Which of the lines in the listing that follows hold "facade"? Pull each one out.

▶ DATA FOR REVIEW:
:::
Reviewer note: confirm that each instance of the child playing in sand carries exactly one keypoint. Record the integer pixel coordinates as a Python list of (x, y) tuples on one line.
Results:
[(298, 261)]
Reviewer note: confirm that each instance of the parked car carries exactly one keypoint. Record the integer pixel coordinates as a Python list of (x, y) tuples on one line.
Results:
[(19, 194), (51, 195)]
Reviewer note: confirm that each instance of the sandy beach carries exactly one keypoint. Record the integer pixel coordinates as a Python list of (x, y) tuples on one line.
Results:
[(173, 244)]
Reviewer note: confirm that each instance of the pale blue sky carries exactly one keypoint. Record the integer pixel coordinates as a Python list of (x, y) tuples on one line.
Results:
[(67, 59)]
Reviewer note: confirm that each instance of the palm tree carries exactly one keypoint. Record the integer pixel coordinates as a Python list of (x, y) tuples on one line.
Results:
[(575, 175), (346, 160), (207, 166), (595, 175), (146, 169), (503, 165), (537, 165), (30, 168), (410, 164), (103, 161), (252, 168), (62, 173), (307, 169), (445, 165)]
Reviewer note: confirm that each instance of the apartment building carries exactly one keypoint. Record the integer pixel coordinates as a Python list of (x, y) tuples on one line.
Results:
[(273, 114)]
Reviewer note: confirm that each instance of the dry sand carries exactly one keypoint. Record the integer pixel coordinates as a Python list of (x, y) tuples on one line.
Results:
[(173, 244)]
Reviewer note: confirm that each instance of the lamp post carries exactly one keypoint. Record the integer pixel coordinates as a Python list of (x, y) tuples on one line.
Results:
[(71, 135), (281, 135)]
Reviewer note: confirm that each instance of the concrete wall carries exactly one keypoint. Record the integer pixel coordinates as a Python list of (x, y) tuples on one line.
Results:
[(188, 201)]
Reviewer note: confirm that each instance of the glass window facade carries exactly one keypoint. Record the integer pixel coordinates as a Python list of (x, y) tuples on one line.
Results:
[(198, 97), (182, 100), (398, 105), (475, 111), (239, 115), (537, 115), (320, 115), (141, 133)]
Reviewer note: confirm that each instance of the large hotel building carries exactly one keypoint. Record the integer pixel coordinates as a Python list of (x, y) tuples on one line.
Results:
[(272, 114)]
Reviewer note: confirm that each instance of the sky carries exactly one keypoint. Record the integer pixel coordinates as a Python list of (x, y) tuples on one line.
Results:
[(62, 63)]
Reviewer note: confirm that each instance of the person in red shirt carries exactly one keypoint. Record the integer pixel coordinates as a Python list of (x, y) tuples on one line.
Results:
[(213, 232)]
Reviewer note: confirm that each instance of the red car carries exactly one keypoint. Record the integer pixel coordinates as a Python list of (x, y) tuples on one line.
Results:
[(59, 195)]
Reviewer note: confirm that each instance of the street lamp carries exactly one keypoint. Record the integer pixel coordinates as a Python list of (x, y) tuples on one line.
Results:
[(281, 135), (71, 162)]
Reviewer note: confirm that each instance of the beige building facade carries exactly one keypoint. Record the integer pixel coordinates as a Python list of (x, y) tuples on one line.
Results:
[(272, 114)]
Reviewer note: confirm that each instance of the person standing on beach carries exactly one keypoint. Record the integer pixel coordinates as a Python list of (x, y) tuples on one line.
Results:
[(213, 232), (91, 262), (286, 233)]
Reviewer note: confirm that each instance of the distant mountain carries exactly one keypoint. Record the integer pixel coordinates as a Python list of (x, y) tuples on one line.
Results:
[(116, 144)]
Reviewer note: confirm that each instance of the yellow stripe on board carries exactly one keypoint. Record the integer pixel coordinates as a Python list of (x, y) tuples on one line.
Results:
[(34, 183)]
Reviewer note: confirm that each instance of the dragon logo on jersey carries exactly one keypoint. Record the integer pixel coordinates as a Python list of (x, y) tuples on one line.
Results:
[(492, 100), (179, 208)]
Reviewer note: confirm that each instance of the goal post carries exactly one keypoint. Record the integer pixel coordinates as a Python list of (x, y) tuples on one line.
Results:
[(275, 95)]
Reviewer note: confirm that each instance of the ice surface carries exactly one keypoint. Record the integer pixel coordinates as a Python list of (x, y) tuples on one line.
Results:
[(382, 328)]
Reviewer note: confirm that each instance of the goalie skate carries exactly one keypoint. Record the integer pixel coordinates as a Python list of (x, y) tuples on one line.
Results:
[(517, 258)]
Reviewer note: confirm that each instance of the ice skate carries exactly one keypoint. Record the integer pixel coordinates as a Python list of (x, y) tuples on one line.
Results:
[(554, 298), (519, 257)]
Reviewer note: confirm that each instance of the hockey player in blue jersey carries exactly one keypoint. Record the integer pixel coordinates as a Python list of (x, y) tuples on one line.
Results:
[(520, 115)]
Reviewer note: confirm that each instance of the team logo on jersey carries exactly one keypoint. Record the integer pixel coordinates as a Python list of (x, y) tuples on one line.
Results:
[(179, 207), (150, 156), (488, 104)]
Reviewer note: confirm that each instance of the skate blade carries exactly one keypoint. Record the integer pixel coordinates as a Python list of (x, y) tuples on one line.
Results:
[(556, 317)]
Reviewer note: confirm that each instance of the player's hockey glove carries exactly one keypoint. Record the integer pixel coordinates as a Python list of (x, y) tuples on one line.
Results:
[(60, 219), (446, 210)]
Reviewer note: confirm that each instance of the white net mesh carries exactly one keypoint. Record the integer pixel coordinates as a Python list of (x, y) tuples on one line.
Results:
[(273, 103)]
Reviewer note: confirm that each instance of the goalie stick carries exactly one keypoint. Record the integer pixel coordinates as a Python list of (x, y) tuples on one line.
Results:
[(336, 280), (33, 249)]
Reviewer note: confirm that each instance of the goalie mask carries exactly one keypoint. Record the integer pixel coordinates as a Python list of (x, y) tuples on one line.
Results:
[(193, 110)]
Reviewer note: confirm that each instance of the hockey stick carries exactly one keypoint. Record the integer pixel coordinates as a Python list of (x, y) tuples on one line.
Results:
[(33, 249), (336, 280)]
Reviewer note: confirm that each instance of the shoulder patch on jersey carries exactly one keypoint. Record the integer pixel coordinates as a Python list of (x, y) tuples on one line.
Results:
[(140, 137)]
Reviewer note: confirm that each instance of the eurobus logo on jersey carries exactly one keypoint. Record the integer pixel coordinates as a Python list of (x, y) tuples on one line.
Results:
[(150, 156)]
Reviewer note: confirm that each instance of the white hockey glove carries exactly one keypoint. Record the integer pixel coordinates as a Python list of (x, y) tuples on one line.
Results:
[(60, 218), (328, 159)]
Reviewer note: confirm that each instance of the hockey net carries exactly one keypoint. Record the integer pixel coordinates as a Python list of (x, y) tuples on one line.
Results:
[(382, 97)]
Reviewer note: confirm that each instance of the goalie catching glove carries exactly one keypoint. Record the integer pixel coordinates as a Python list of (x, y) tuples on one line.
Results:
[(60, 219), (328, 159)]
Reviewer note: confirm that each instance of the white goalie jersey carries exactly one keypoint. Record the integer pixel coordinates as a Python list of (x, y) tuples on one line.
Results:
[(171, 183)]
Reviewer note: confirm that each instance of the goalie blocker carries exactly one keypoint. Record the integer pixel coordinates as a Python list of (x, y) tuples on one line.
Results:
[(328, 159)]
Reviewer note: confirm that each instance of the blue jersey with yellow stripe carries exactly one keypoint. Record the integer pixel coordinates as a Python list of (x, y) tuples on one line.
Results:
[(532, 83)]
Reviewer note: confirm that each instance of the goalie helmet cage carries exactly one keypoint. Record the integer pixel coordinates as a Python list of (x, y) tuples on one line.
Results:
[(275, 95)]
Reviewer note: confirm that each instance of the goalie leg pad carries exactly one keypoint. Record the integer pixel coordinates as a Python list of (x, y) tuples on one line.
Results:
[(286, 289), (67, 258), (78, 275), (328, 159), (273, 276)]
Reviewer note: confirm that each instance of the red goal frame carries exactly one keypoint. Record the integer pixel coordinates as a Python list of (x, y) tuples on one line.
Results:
:::
▶ RESPONSE AREA:
Reviewer note: confirm that each instance of the glass window facade carries exactly one keypoint. Record the integer pixel coordinates as a Python list of (x, y) tuples on one line.
Reviewer note: confirm that each instance of the beige building facade carries exactly one keypoint. Record the integer pixel coordinates as a Python list of (x, y) tuples on one line.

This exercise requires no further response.